Beginning at the line containing "Target: shower threshold", output every line to the end of the data below exactly as it appears.

* [Material for the task]

---

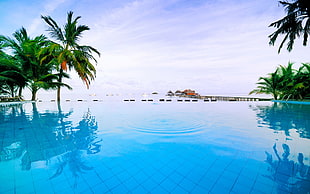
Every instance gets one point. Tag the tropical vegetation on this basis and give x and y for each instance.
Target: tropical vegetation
(286, 83)
(40, 63)
(295, 24)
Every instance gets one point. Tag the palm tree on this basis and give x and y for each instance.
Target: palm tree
(26, 50)
(295, 24)
(302, 81)
(11, 75)
(269, 85)
(67, 52)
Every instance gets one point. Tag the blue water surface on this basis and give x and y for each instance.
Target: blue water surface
(155, 147)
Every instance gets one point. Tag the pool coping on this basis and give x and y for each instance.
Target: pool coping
(14, 103)
(292, 102)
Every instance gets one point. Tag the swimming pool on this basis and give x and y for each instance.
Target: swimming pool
(155, 147)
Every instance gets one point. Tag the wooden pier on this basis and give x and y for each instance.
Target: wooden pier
(227, 98)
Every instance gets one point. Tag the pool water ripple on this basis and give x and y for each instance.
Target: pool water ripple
(168, 125)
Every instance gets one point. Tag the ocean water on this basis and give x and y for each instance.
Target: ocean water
(112, 146)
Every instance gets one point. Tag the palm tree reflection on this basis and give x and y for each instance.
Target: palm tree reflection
(284, 117)
(48, 136)
(78, 138)
(290, 176)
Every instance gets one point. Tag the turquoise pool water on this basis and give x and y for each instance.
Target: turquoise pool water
(155, 147)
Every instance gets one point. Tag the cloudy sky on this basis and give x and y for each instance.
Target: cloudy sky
(212, 46)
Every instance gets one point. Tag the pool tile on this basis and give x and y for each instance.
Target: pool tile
(176, 177)
(158, 177)
(112, 182)
(25, 189)
(168, 184)
(199, 190)
(131, 183)
(141, 176)
(120, 189)
(101, 188)
(179, 190)
(207, 182)
(150, 184)
(139, 189)
(187, 184)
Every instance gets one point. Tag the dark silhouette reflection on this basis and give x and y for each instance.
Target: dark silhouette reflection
(290, 176)
(284, 117)
(47, 136)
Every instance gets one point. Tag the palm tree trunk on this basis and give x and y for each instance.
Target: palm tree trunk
(60, 81)
(20, 91)
(34, 94)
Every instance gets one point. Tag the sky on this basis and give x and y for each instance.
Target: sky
(216, 47)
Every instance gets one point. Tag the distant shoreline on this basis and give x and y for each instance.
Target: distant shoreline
(292, 102)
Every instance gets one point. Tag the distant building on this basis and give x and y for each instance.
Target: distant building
(178, 93)
(190, 92)
(170, 93)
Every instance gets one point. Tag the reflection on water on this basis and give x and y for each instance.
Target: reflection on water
(284, 117)
(290, 176)
(45, 136)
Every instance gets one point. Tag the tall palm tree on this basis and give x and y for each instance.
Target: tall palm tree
(11, 75)
(67, 52)
(295, 24)
(26, 50)
(269, 85)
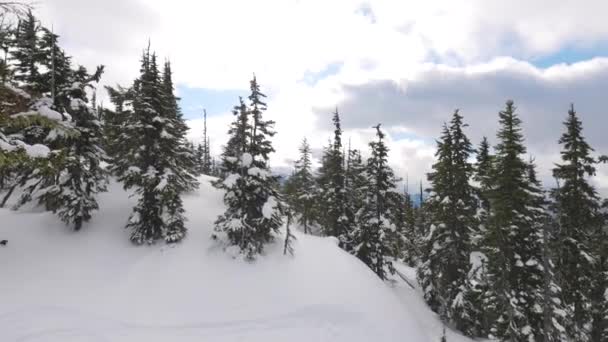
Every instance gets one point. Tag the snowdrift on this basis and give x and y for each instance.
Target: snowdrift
(93, 285)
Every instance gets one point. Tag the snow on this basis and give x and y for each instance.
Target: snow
(33, 151)
(94, 285)
(257, 172)
(270, 208)
(230, 181)
(37, 150)
(246, 159)
(42, 110)
(425, 320)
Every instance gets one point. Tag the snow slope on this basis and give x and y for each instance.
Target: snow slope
(58, 285)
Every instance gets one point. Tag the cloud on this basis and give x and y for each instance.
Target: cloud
(419, 103)
(406, 63)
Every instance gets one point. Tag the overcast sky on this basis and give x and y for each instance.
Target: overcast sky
(405, 64)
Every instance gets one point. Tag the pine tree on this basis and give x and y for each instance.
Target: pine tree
(410, 252)
(253, 205)
(205, 153)
(331, 180)
(114, 120)
(304, 189)
(27, 55)
(238, 140)
(511, 241)
(59, 75)
(155, 159)
(477, 282)
(452, 207)
(356, 184)
(81, 177)
(548, 296)
(580, 222)
(375, 223)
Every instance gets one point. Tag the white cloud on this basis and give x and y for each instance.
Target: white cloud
(409, 62)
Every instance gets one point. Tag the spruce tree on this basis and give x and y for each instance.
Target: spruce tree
(81, 177)
(375, 220)
(67, 176)
(511, 240)
(335, 220)
(305, 189)
(452, 208)
(204, 150)
(253, 205)
(155, 160)
(477, 282)
(356, 184)
(25, 51)
(580, 223)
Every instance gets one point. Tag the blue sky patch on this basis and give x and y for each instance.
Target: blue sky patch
(311, 78)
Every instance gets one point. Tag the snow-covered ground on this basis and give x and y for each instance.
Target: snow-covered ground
(94, 286)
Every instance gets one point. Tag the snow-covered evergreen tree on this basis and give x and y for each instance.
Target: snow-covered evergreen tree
(580, 221)
(371, 236)
(334, 220)
(253, 205)
(59, 132)
(304, 190)
(511, 240)
(452, 209)
(155, 160)
(205, 150)
(27, 56)
(548, 296)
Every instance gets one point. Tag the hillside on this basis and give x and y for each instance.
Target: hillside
(57, 285)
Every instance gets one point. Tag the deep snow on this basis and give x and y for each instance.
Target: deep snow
(93, 285)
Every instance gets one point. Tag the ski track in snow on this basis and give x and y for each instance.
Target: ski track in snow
(94, 286)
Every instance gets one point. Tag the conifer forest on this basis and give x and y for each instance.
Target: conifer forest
(108, 203)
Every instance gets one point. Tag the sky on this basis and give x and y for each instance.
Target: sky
(405, 64)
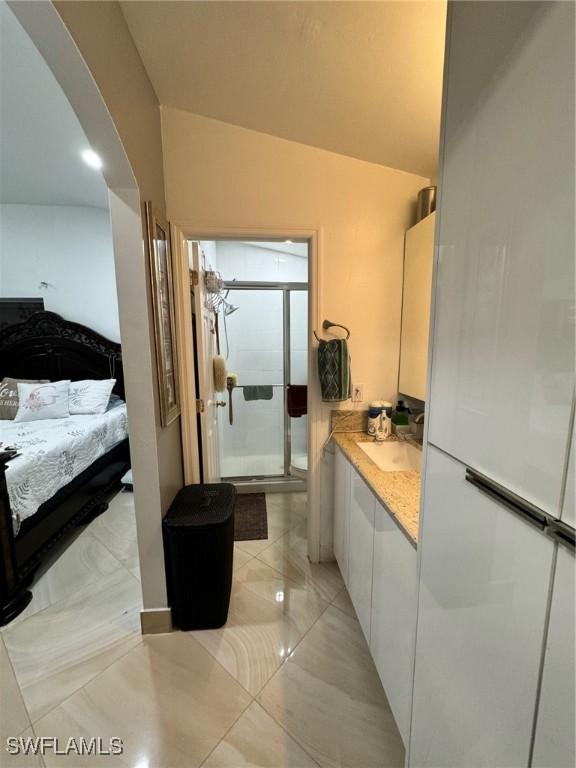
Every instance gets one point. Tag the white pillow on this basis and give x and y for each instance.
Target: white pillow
(90, 396)
(43, 401)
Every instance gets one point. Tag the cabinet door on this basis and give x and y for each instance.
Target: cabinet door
(394, 595)
(569, 506)
(554, 742)
(342, 471)
(484, 583)
(503, 341)
(360, 550)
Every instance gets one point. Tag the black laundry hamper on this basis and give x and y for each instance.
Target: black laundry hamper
(199, 549)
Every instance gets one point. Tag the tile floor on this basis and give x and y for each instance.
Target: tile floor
(287, 682)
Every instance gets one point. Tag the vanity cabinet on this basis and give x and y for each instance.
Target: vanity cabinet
(360, 550)
(394, 601)
(342, 473)
(378, 565)
(555, 731)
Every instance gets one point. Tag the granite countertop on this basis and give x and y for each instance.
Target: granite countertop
(398, 491)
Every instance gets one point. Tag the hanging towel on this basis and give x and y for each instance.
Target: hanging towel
(334, 370)
(262, 392)
(297, 400)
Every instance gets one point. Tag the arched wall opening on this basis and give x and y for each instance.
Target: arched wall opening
(155, 453)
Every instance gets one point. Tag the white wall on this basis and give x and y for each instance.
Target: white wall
(69, 247)
(221, 176)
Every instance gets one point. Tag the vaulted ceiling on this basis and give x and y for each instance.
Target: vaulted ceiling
(359, 78)
(41, 139)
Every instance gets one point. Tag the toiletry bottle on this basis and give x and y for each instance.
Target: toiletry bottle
(374, 413)
(400, 415)
(386, 422)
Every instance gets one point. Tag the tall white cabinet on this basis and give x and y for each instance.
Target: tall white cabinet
(555, 731)
(503, 343)
(494, 593)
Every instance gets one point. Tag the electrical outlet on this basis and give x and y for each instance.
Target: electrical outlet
(357, 393)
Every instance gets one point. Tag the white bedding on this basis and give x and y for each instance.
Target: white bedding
(54, 452)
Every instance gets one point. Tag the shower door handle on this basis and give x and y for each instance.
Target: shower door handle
(230, 411)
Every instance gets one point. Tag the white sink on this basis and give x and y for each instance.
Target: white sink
(394, 456)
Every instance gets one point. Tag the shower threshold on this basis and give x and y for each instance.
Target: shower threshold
(267, 484)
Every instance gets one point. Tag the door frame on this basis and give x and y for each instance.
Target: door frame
(313, 236)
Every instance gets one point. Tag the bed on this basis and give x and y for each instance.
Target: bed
(67, 469)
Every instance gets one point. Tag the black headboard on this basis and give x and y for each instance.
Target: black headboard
(48, 347)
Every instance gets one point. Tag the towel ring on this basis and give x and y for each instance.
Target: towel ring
(329, 324)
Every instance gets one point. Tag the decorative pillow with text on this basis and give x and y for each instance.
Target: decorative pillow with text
(43, 401)
(9, 395)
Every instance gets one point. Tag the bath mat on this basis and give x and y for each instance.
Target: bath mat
(250, 517)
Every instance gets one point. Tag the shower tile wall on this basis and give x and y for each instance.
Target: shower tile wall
(255, 443)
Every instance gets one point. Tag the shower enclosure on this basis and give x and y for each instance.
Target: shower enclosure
(266, 340)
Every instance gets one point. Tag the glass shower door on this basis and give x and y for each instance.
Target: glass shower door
(253, 335)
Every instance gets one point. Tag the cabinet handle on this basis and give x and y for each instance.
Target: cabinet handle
(528, 511)
(562, 533)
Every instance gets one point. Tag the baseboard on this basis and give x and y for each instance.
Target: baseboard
(156, 621)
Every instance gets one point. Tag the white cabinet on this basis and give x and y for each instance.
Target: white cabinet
(484, 584)
(394, 596)
(503, 343)
(554, 742)
(569, 507)
(342, 472)
(416, 297)
(360, 550)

---

* [Expected answer]
Target: shower threshold
(267, 484)
Every instance gets one point. Tag the door frame on this basis and give x and y for each instance.
Target: door frame
(313, 236)
Every instance gets one point. Tag the bed on this basis and give x and y for each instance.
Target: bed
(67, 469)
Every instance gets one point. Tag the black headboard on this basis and give x and y for each instance.
Target: black headboard
(48, 347)
Every instance gets one point. Tag the towel ring on this basis and give x and y for each instance.
Target: towel ring
(329, 324)
Every instance gets one point. Tag the decorative pillow with text on this basis and give x and y for each instance.
Target: decorative pillow with text
(43, 401)
(9, 395)
Every instance gets one point. Tag the bath mat on this basis and give x and y for each instance.
Target: bath mat
(250, 517)
Every instance gets one point. Tag the shower tile wall on this basis and give x and y for each instance.
Target: shower tile wall
(255, 443)
Every instance gets one point. Tag the shower enclosure on this basis and give x and y for each instance.
Target: shower enclosure
(266, 340)
Every instance gets one point. Tag the glass shower door on this basis and give x and y for each instance.
Target: glass shower door
(253, 335)
Every instance gets one point. Tag the cabinet handle on this basis and give x and y for each instance.
Target: cabinet handle
(528, 511)
(562, 533)
Every instance gets one point. Tag the baseboard on this basis and give x and y for each instance.
Target: baseboard
(156, 621)
Every instance gets one point. Tag the white cabinet on this basis and give x and y for each instance.
Target: white cabinet
(484, 584)
(394, 596)
(503, 343)
(554, 742)
(569, 507)
(342, 472)
(416, 297)
(360, 550)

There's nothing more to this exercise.